* [TO DO]:
From the line that includes "Task: locate the teeth, dropping" to the last line of the records, inclusive, repeat each line exactly.

* [EXCERPTED RECORDS]:

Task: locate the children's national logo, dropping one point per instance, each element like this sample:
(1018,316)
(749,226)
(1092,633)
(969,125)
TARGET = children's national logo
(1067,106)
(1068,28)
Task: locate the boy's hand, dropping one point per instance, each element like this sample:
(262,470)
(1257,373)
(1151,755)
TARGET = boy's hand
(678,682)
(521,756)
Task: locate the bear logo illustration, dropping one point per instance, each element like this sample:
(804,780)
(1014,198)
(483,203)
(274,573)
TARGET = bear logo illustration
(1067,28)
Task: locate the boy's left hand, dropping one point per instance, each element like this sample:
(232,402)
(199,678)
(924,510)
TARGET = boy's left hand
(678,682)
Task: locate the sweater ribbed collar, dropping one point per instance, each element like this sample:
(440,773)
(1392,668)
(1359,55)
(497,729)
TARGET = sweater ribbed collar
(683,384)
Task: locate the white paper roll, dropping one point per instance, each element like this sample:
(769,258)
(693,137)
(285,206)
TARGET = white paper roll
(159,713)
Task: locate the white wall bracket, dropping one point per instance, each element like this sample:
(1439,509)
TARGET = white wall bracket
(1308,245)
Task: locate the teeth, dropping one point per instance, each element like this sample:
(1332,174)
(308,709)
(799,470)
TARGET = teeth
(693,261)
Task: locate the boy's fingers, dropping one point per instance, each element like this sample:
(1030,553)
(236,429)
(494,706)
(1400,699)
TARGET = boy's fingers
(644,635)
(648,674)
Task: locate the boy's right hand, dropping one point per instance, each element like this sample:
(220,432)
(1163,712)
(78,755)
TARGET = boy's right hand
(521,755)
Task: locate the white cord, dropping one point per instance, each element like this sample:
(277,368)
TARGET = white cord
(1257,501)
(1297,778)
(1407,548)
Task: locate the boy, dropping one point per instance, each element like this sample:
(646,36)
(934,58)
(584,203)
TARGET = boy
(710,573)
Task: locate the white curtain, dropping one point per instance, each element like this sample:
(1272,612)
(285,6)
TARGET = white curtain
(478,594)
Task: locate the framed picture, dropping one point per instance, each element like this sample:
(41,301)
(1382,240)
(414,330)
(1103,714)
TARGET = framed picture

* [REPLY]:
Task: locate the teeth, dropping one point per instance, each element like this sample:
(1332,174)
(308,709)
(799,470)
TARGET = teeth
(693,261)
Task: locate the boy's fingers, dropping one point per instance, each element like this sample:
(1030,553)
(236,429)
(494,706)
(1400,699)
TARGET = boy's fingers
(644,635)
(648,674)
Task: locate the boy's right hand, dropping one point per instance, each element like this sample:
(220,432)
(1163,712)
(78,755)
TARGET = boy's right hand
(521,755)
Task: locate the white cord, dropping one point per instance, each element like this sample:
(277,368)
TARGET = white cord
(1257,501)
(1297,778)
(1407,548)
Task: locate the boy, dropping one point per instance, each element like this sample:
(646,36)
(934,58)
(584,203)
TARGET = boy
(710,573)
Task: locate the white curtain, dropping one point per instance, each element like this sample:
(1272,612)
(285,6)
TARGET = white curtain
(478,594)
Task: locate the framed picture, dropping one point per instance, each element like this sample:
(41,301)
(1382,240)
(414,330)
(1103,714)
TARGET = framed picture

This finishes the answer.